══ Input data ══

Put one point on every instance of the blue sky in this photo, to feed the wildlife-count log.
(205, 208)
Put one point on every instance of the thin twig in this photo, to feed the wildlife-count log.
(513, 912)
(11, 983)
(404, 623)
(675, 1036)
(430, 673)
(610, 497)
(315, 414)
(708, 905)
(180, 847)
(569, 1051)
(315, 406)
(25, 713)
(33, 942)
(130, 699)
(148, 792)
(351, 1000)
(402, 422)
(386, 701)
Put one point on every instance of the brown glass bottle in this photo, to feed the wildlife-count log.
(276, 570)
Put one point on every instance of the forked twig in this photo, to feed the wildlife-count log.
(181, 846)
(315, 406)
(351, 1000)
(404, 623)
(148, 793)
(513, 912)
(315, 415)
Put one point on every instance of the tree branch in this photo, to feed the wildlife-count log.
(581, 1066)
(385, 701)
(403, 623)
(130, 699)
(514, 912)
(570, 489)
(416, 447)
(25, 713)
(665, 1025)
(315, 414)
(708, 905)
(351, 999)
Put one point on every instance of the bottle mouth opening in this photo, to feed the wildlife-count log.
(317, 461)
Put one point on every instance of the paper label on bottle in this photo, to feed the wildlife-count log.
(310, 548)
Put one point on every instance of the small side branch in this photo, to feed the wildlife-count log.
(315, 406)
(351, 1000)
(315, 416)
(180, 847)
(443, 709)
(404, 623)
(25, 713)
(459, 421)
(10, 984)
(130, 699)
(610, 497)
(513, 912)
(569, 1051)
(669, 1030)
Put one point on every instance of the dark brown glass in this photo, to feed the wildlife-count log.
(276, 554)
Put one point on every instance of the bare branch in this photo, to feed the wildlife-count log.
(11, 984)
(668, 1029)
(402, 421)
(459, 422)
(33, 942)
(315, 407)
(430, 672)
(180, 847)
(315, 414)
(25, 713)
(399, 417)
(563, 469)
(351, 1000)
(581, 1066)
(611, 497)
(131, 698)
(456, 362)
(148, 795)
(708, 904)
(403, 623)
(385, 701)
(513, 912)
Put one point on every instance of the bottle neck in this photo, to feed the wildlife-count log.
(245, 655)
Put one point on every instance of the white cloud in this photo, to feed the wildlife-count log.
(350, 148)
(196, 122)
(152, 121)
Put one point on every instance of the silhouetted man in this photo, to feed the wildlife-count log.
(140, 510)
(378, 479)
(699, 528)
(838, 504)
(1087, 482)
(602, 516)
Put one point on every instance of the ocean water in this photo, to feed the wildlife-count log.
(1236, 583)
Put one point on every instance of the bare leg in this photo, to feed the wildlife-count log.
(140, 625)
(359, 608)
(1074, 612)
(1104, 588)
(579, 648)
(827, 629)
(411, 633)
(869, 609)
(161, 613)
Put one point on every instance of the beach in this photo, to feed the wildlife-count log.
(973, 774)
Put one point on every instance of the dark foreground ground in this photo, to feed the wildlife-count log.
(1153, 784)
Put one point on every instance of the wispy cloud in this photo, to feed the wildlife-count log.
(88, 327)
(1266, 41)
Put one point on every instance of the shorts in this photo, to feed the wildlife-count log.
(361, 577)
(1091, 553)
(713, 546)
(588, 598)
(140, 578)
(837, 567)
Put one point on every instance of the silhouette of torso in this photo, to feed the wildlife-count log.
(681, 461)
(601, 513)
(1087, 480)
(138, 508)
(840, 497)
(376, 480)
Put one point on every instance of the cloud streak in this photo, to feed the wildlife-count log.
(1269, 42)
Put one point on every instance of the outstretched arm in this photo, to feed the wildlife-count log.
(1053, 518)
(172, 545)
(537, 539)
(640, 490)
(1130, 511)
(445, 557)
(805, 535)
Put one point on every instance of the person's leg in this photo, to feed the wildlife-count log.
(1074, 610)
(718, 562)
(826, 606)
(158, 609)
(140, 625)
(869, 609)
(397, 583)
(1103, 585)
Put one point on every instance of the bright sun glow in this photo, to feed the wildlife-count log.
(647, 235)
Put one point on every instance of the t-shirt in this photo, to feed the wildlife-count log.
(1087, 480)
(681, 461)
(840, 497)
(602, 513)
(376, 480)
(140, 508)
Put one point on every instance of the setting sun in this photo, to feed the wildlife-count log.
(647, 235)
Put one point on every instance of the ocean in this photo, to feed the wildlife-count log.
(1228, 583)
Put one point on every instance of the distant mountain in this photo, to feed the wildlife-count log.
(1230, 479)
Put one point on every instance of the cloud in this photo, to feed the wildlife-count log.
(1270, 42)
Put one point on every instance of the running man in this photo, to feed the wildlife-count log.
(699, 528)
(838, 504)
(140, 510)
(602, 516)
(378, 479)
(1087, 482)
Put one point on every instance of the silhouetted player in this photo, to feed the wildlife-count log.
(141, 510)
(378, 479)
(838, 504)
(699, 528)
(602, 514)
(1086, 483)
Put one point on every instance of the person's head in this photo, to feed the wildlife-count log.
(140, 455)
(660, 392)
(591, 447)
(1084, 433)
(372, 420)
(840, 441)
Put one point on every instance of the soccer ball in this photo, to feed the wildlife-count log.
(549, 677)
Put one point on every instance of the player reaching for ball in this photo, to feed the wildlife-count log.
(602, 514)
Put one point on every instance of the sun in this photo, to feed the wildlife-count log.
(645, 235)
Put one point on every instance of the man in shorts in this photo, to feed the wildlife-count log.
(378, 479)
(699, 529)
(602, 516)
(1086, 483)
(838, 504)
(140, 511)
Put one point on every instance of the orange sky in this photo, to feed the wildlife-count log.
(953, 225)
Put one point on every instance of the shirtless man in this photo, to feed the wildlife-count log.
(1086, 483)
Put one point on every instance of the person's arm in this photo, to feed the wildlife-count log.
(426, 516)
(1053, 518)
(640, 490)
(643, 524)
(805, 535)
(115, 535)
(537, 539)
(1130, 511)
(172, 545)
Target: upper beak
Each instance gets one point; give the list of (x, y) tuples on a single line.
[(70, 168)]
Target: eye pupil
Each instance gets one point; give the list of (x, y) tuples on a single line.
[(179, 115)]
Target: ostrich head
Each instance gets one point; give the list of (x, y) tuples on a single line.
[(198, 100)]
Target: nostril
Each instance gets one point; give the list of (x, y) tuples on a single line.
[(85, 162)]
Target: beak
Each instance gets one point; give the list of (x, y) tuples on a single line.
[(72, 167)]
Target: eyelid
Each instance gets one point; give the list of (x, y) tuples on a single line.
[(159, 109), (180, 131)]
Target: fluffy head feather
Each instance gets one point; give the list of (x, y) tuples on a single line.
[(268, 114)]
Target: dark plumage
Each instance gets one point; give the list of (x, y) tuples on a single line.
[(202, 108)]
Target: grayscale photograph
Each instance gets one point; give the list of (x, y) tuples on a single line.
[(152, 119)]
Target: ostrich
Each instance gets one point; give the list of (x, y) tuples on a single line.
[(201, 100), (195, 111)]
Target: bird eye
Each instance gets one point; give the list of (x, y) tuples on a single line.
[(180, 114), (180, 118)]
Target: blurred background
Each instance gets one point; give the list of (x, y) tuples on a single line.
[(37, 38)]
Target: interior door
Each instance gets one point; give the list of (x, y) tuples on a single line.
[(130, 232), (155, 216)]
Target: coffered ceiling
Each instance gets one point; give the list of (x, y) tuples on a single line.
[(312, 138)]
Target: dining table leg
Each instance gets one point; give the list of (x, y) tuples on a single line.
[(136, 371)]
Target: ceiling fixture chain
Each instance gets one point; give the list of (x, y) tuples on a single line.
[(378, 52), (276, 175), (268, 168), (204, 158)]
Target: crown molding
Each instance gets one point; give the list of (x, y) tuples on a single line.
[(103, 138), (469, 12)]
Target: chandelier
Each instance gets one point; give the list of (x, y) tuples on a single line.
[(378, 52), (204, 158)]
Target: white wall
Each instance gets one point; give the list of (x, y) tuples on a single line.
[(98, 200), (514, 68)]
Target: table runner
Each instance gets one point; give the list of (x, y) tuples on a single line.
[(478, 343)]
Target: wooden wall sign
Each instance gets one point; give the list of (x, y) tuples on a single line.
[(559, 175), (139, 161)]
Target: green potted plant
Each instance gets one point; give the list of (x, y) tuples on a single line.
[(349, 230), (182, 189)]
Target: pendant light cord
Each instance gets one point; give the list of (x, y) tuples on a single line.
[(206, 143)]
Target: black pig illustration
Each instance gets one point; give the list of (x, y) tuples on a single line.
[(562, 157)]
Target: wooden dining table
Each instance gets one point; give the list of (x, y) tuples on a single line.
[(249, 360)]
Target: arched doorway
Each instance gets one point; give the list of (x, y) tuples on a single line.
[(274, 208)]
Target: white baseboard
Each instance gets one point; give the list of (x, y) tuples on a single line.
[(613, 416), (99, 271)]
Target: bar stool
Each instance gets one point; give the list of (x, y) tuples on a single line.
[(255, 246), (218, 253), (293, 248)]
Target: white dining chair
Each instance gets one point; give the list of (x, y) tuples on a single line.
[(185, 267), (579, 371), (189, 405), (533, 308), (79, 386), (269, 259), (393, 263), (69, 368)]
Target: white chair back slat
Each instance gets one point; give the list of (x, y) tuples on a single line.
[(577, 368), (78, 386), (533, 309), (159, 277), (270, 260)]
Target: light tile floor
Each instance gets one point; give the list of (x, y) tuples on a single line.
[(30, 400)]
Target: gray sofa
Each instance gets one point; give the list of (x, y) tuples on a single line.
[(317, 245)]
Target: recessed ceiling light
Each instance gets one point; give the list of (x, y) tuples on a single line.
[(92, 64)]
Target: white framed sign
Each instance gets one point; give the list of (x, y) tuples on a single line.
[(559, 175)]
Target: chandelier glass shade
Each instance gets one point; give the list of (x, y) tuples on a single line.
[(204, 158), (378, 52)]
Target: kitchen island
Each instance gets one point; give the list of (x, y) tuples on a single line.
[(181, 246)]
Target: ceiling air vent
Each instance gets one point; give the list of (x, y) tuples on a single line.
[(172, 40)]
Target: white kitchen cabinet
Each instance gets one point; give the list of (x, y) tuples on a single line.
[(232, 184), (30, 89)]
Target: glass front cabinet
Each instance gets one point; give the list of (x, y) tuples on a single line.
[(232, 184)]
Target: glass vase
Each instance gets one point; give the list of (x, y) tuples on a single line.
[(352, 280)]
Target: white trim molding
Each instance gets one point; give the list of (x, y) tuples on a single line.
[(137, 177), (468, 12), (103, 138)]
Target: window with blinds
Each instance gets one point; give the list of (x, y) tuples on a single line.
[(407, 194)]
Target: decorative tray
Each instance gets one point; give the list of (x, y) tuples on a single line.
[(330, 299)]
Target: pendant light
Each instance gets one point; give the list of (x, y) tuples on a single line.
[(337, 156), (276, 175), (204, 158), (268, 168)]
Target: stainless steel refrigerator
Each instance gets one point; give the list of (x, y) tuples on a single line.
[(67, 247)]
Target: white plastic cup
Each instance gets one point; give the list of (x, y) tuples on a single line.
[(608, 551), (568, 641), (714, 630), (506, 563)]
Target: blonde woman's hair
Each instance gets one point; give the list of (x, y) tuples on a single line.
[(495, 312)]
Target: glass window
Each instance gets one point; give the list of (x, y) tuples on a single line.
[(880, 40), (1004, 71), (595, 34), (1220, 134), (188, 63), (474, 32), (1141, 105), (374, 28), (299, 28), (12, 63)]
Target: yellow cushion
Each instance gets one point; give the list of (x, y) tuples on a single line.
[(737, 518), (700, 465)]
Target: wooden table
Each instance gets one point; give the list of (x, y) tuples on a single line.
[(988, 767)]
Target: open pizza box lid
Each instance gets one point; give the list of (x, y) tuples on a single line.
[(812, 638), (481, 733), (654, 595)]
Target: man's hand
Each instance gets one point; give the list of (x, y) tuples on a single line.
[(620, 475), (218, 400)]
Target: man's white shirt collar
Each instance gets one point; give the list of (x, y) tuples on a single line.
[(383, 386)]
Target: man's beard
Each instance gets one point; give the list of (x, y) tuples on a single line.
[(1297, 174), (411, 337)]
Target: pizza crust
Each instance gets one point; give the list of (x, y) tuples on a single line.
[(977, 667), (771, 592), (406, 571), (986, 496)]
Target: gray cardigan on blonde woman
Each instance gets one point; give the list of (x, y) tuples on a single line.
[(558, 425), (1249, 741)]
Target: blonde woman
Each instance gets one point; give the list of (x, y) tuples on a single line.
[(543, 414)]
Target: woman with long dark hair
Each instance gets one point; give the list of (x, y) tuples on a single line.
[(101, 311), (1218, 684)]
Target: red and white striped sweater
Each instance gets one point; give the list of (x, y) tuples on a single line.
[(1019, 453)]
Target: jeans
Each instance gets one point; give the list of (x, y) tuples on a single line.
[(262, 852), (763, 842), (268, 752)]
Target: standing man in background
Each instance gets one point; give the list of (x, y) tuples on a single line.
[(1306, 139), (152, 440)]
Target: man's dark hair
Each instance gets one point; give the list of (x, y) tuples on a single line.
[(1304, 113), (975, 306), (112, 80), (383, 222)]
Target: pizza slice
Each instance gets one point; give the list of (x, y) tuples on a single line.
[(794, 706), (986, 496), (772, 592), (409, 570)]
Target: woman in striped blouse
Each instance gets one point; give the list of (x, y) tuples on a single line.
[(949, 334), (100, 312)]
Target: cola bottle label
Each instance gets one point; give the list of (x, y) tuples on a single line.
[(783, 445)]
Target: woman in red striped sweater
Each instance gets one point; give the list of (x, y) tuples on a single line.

═══

→ Work to complete: Track down every line in the entries that includes the string "kitchen", and copy it.

→ Output of the task:
Target: kitchen island
Target: white kitchen cabinet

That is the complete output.